## REQUEST
Continue the excerpt below about the Court of Appeals' review of the seizure of Hoffman's property, picking up right after its final citation.

The Court of Appeals then began the process of applying the
above principles to the facts in this case.
It began with the officers’ seizure of Hoffman’s property:
The scope of a consent search or
seizure is limited to the authority granted in the consent and may be withdrawn
at any time. M.R.E. 314(e)(3), 316(c)(3); see United States v.
Dease, 71 M.J. 116, 120 (U.S. Court of Appeals for the Armed Forces
2012). The military judge concluded that Appellant validly withdrew his consent
but only after `the investigators had already seized the digital media, as
there had already been a meaningful interference with the accused's possessory
interest in that property.’
U.S. v. Hoffman,
supra.

## STORED ROWS
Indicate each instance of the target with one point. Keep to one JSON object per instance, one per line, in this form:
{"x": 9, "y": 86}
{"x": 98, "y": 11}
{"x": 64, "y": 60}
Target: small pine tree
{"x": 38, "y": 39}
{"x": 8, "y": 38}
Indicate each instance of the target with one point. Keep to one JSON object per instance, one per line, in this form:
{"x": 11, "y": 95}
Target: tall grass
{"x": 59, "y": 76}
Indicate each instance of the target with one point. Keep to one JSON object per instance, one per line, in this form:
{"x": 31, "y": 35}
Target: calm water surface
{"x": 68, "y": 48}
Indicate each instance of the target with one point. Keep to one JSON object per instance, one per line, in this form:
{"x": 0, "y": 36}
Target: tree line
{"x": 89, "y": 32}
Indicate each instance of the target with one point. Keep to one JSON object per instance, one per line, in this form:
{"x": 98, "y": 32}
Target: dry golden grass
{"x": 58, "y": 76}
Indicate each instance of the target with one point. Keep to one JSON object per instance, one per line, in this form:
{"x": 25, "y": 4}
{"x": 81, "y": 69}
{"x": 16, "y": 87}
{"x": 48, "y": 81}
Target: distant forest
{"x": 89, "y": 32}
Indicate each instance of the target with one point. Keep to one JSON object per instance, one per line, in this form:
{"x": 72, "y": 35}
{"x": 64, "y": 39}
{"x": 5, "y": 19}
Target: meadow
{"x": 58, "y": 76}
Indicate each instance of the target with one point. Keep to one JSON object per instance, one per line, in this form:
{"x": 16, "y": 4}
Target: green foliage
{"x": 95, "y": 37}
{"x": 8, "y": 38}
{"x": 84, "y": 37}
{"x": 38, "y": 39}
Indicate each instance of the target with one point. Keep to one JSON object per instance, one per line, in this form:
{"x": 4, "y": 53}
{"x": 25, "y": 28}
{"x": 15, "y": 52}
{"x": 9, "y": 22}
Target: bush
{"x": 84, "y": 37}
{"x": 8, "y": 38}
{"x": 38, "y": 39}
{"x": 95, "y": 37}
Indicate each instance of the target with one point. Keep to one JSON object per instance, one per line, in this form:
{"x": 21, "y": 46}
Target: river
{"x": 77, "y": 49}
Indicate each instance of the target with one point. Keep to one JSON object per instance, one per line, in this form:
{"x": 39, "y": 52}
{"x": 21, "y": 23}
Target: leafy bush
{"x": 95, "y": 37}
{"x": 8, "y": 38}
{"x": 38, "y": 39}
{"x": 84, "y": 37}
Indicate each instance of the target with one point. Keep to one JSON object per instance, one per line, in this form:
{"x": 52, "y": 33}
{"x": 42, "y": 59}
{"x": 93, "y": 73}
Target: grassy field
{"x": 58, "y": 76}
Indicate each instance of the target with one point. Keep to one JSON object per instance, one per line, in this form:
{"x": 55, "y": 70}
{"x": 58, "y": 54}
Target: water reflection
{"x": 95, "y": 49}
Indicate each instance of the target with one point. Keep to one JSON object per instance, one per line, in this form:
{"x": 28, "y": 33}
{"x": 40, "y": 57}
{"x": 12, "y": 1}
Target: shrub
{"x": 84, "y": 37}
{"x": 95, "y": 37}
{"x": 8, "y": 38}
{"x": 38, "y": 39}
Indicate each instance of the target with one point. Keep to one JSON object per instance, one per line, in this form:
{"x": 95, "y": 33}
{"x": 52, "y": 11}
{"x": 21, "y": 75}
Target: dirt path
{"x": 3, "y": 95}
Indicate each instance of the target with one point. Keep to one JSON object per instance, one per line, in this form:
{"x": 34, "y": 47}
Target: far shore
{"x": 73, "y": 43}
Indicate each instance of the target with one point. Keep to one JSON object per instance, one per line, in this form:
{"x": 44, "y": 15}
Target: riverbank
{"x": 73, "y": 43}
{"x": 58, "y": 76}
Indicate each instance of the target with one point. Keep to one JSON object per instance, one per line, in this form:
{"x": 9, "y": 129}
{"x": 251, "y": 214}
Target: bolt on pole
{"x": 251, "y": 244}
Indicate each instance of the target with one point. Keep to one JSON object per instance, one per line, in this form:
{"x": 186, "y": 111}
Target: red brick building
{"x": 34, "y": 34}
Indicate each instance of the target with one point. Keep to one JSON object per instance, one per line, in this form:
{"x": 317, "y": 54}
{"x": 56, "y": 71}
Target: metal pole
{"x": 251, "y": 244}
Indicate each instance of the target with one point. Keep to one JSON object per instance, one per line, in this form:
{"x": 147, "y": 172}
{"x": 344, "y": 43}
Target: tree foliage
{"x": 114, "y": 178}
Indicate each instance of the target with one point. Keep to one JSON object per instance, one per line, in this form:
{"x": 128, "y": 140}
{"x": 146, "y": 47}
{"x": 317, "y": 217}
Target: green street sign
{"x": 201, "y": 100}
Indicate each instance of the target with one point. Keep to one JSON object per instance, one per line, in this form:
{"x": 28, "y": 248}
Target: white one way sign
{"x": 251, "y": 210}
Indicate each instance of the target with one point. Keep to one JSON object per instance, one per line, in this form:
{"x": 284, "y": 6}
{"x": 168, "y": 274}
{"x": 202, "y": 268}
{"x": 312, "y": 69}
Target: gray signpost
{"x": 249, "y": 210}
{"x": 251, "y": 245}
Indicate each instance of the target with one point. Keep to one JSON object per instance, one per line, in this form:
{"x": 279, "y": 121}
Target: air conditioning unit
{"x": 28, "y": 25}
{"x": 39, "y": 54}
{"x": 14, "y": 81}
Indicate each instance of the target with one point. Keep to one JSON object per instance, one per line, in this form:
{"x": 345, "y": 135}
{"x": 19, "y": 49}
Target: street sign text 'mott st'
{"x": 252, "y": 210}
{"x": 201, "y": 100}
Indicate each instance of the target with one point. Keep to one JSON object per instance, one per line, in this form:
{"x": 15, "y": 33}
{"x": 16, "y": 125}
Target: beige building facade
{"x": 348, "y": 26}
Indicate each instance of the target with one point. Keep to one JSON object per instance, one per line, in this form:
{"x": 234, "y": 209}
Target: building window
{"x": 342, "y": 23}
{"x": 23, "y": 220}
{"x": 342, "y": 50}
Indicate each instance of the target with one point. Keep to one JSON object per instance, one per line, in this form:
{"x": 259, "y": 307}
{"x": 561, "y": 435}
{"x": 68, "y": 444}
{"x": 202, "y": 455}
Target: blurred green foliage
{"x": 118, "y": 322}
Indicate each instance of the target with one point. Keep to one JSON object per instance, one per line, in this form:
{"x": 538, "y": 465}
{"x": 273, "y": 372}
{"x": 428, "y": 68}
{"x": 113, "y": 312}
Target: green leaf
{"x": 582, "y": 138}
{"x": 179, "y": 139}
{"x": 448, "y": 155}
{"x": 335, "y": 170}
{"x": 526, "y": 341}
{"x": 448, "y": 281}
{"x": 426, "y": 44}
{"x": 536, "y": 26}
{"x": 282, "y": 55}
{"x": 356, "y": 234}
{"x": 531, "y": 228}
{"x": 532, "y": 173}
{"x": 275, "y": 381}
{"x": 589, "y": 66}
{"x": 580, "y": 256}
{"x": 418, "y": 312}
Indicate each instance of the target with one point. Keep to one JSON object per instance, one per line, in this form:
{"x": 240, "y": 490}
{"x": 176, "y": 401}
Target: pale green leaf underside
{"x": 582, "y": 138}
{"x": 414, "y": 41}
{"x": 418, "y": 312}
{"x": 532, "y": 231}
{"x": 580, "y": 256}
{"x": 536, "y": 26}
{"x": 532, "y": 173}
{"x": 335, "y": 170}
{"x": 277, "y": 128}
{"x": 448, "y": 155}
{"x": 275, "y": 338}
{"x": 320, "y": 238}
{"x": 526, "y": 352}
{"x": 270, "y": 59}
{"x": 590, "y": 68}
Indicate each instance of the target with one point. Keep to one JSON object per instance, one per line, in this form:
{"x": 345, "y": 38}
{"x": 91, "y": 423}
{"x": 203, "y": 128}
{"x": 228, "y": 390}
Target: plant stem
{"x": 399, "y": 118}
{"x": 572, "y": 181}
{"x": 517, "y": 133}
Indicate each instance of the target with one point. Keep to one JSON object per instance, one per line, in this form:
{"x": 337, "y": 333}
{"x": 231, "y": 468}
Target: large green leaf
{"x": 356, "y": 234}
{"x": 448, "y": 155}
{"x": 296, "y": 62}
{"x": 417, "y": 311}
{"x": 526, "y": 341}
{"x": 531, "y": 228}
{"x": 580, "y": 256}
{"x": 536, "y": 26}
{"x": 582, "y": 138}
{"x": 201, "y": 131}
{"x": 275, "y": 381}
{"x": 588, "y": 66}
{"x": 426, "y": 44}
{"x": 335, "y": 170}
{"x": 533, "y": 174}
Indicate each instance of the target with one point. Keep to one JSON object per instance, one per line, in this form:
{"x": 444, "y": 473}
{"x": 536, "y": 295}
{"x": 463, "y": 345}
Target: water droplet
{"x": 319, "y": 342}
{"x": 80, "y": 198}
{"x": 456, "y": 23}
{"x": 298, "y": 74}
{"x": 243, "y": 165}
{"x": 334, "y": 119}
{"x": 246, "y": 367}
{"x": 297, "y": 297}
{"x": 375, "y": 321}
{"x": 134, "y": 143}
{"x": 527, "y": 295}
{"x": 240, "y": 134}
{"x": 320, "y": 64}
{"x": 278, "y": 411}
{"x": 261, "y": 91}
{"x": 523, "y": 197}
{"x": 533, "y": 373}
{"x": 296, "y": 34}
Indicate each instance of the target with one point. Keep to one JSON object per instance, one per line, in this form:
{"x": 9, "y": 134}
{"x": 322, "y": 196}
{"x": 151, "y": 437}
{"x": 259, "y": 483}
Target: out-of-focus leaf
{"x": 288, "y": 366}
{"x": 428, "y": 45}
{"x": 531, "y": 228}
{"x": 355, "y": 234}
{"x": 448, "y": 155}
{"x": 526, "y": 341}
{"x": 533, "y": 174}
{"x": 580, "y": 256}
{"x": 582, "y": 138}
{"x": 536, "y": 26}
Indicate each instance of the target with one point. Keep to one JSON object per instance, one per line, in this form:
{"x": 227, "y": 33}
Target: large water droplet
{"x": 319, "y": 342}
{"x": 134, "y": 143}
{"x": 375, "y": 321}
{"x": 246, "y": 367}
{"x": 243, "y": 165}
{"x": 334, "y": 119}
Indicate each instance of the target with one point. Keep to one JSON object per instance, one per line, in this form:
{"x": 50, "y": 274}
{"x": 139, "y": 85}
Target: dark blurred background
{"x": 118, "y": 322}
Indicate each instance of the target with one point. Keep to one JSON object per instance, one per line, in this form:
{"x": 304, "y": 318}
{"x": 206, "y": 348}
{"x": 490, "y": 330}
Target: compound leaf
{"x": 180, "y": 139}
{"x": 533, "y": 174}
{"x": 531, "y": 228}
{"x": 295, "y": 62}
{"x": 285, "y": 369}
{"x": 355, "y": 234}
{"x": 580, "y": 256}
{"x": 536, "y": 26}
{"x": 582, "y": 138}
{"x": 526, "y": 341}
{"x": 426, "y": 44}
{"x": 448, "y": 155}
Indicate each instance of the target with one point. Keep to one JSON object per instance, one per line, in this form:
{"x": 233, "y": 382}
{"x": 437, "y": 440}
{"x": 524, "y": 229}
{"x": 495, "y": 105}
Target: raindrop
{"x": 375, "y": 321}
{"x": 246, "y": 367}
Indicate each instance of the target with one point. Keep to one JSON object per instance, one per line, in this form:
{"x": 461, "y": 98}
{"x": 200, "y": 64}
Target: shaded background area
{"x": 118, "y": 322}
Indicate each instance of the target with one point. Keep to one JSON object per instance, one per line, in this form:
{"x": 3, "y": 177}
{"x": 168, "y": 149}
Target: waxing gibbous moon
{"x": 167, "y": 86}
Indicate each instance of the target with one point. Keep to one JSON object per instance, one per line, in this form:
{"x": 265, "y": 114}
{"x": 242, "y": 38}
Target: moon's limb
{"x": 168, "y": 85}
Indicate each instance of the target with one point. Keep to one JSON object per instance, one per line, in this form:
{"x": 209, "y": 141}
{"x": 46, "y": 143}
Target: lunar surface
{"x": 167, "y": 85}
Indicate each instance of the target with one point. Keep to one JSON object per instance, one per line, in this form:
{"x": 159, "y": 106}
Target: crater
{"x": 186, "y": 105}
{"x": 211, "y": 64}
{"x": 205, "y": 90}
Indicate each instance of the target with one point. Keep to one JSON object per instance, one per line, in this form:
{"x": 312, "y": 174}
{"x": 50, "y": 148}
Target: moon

## EXERCISE OUTPUT
The court then explained that a
`”seizure”’ of property occurs when
there is some meaningful interference with an individual's
possessory interests in that property.’ United States v. Jacobsen, 466U.S. 109, 113 (1984) (emphasis added). By employing the term `meaningful
interference,’ the Supreme Court must have `contemplated excluding inconsequential
interference with an individual's possessory interests.’ United
States v. Va Lerie, 424 F.3d 694, 706 (U.S. Court of Appeals for the 8th Circuit 2005) (emphasis in the original) (en banc). It must be more
than a technical trespass. United States v. Va Lerie, supra (bag
moved from overhead compartment to seat so drug dog could sniff for drugs was
not `meaningful interference’); United States v. Gant, 112
F.3d 239, 242 (U.S. Court of Appeals for the 6th Circuit (1997) (same); United
States v. Lovell, 849 F.2d 910 (U.S. Court of Appeals for the 5th Circuit 1988) (agents removed checked luggage from baggage conveyor belt,
compressed sides of luggage several times, smelled marijuana, then subjected
luggage to a dog sniff was not seizure).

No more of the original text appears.